**GIVEN TASK 1**.
Answer these questions from the passage on censorship in South Africa, one line each, marked like the questions:
(a) Which section of the Constitution recognizes the right to freedom of expression?
(b) What did the censorship system help to sustain?
(c) On what basis did courts go along with banning books by well-known authors?
**GIVEN TASK 2**. Please print the passage on censorship in South Africa word for word, from "Books, magazines, articles" up to and including "of that time.".
**GIVEN TASK 3**.
For each statement, answer yes or no according to the passage on censorship in South Africa, and quote the words that decide it.
(a) Some globally celebrated films were banned.
(b) The passage treats free expression as an absolute right.
(c) The right set out in the Constitution includes academic freedom.

SELECTED EXTRACT start

Books, magazines, articles and plays were banned or
subjected to age and other restrictions. Globally celebrated films
were
banned, restricted to small venues, or subjected to the severe
excising of language, nudity, sexual conduct and scenes depicting

relations across the racial divide of that time.
95
Apart from providing for censorship of material
deemed to be “prejudicial to the safety of the State”,
vague criteria
like “indecent”, “obscene”,
“offensive” and “harmful to public morals”
were
central to that Act.
96
The
censorship system was a powerful tool
to sustain political, cultural and religious dominance. And courts
played along, for example,
with the banning of books by well known
authors on the basis that the description of sexual conduct in them
was “indecent,
obscene and objectionable.”
97
However,
free expression continued to play an important role in the struggle
for political and moral liberation. Even in apartheid
South Africa
it was realised – also sometimes by courts – that
freedom of expression was “a hard-won and
precious asset, yet
easily lost”.
98
In
democratic South Africa, section 16 of the Constitution recognises
the right to freedom of expression. It includes freedom
of the
press and other media, freedom to receive or impart information or
ideas, freedom of artistic creativity and academic
freedom and
freedom of scientific research.
However,
especially within the context of transformative constitutionalism,
99
our diverse society realises that free
expression is not an absolute right. The opportunity to make
choices is indeed central
to the human dignity of individuals. But
these choices are not the same as choosing products in a supposedly
free market, as
has often been argued. Power relations play a role.

SELECTED EXTRACT end
DATA SHOWN start

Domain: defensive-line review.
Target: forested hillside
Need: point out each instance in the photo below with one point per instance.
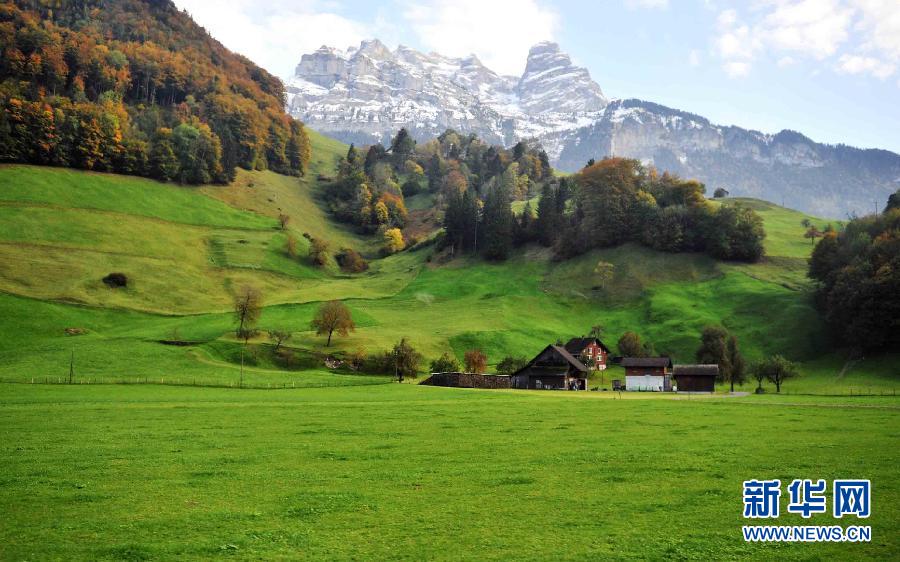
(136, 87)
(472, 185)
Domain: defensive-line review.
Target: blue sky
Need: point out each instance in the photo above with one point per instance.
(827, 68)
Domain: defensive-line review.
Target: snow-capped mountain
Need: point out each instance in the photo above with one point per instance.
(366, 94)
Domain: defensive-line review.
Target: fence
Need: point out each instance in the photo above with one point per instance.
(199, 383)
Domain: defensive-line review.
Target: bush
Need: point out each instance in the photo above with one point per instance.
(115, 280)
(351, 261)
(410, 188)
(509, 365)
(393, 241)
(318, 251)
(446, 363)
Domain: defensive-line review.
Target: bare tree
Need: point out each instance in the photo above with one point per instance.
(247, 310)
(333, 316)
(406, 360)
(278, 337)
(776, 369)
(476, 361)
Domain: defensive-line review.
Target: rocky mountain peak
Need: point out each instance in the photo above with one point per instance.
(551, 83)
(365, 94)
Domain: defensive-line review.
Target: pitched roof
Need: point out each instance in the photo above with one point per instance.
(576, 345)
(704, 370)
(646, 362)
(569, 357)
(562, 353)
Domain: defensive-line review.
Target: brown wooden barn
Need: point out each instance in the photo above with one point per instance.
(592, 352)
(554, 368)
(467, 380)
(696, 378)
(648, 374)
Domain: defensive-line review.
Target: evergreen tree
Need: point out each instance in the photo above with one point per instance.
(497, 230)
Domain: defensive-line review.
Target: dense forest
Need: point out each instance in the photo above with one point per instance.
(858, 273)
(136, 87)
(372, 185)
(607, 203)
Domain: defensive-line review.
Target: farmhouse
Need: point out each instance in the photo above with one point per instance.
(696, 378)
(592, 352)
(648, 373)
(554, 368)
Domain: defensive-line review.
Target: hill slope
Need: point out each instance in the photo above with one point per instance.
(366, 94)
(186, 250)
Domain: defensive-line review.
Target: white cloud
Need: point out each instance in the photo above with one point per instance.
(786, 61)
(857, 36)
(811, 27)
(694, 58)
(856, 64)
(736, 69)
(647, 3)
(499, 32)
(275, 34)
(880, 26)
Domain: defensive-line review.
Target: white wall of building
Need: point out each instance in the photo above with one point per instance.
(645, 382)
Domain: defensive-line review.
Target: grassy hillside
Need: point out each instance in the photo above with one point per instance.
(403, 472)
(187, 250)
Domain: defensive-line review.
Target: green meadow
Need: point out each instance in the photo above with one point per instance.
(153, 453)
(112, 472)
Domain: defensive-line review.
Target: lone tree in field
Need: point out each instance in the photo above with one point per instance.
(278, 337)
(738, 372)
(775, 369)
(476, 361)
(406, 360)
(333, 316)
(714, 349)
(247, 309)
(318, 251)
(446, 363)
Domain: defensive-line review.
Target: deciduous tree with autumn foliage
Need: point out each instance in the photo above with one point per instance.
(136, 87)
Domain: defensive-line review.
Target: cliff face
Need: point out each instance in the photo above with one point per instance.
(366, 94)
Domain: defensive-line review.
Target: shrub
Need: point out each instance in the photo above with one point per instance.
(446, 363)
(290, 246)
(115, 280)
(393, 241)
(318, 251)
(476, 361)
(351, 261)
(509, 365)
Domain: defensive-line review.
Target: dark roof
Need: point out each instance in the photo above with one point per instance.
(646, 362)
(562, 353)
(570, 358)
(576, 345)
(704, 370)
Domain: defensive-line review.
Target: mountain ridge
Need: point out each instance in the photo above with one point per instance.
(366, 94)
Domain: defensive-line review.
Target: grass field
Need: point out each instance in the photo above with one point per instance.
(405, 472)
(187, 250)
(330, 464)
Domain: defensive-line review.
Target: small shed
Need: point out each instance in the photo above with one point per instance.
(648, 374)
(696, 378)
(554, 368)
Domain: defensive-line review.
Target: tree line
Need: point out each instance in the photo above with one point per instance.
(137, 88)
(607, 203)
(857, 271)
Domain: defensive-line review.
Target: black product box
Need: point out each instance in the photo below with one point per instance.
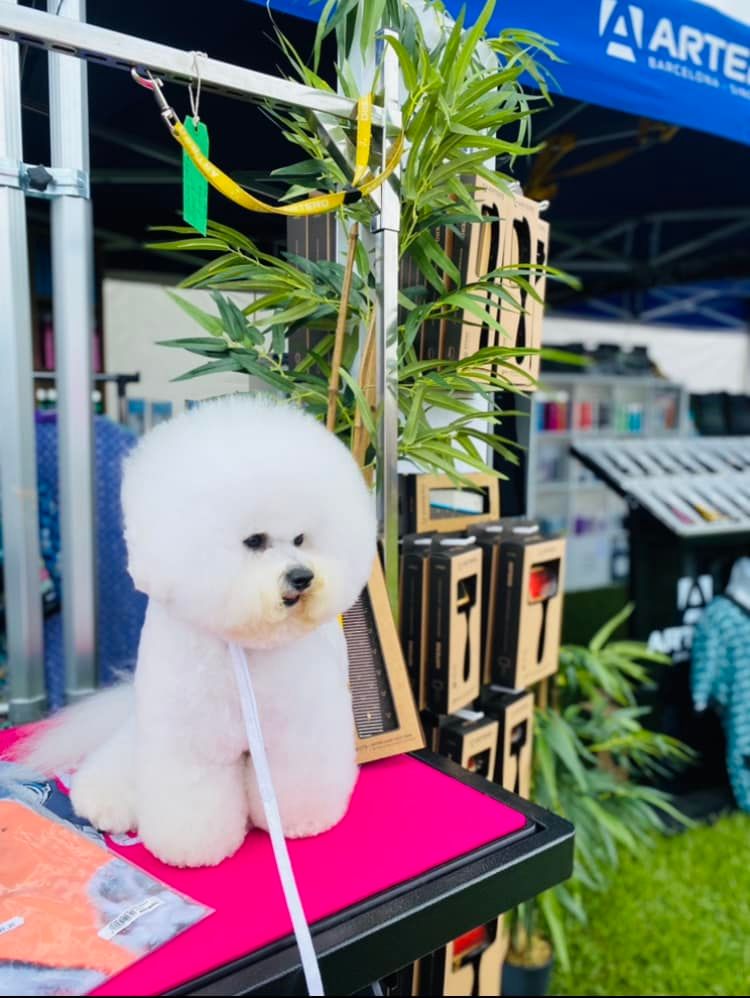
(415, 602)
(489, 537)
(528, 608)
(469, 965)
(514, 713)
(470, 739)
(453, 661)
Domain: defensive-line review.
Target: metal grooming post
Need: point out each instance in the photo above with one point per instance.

DATA SHOWN end

**EXERCISE ANSWER 1**.
(a) Section 16.
(b) Political, cultural and religious dominance.
(c) That the description of sexual conduct in them was "indecent, obscene and objectionable."

**EXERCISE ANSWER 2**.
Books, magazines, articles and plays were banned or
subjected to age and other restrictions. Globally celebrated films
were
banned, restricted to small venues, or subjected to the severe
excising of language, nudity, sexual conduct and scenes depicting

relations across the racial divide of that time.

**EXERCISE ANSWER 3**.
(a) Yes: "Globally celebrated films were banned"
(b) No: "free expression is not an absolute right"
(c) Yes: "freedom of artistic creativity and academic freedom"